Using the entries below, write out the line with "Where can you spot the man", the line with "Target: short black hair", and every line in between, exactly as each is written.

◆ **Source information**
--
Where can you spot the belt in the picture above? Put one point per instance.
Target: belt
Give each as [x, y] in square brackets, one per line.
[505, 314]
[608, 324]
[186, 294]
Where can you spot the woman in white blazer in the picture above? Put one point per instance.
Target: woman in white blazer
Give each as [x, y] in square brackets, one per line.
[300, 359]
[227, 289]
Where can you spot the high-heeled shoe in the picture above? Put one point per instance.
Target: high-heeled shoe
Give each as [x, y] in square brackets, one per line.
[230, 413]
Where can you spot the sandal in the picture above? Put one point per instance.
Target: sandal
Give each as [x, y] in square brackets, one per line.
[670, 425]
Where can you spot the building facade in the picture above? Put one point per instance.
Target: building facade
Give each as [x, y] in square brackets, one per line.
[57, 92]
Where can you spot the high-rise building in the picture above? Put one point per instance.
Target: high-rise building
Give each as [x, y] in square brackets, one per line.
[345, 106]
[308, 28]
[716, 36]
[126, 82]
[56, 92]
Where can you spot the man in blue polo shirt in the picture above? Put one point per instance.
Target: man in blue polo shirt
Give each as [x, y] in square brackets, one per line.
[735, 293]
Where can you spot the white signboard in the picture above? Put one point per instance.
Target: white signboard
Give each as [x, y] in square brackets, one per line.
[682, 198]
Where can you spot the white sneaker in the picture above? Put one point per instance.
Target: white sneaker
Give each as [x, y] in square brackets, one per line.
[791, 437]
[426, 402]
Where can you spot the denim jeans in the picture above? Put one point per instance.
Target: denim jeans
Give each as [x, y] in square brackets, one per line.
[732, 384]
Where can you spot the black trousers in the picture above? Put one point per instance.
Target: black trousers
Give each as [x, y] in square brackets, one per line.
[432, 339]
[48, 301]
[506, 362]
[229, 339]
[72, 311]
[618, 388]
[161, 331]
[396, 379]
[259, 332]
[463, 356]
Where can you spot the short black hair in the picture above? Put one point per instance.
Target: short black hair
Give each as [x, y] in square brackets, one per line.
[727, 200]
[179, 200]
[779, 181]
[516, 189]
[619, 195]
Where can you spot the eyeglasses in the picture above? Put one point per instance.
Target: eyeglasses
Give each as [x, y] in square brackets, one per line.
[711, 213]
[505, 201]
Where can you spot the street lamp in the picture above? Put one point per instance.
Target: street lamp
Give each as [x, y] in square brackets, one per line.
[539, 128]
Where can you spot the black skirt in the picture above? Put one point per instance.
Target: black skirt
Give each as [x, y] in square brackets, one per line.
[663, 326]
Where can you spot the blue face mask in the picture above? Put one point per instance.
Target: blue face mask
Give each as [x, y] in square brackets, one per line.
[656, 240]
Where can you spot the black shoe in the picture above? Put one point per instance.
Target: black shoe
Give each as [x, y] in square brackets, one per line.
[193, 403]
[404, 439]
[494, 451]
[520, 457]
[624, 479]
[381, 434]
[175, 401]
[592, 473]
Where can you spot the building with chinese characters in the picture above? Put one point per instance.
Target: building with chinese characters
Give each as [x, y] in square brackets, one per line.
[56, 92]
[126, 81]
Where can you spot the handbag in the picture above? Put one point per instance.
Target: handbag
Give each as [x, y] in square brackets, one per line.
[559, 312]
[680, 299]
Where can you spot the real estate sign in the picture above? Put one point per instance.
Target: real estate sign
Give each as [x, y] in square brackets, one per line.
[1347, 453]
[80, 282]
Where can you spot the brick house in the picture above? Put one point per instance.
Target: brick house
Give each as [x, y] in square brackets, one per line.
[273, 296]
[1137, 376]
--
◆ **Answer to this exercise**
Where can you spot the man in blue polo shirt in the picture above? Put one point per instance.
Target: man in blue polo shirt
Give each as [x, y] in square brackets, one per line.
[735, 293]
Where can you spot the white signboard in the picture above? Put one point per instance.
Target: white signboard
Give each as [x, y] in square brackets, one per line.
[682, 198]
Where can you spot the white sneaker in the picture above? Put one point per instance.
Target: white sneaker
Give each as [x, y] in square brackets, one per line.
[791, 437]
[426, 402]
Where can you spot the denim jeans in the picture above? Put one point per instance.
Target: denim jeans
Give each as [x, y] in square brackets, one per line.
[732, 384]
Where can you spot the black trousers in the picture above? Put one point per instance.
Target: black trousers
Give each as [x, y] in square brackets, one per line.
[432, 339]
[48, 301]
[506, 362]
[229, 339]
[72, 311]
[618, 388]
[161, 331]
[396, 379]
[259, 332]
[463, 356]
Where can you spot the short black hair in the picture above? Put one point per instance.
Target: short black hair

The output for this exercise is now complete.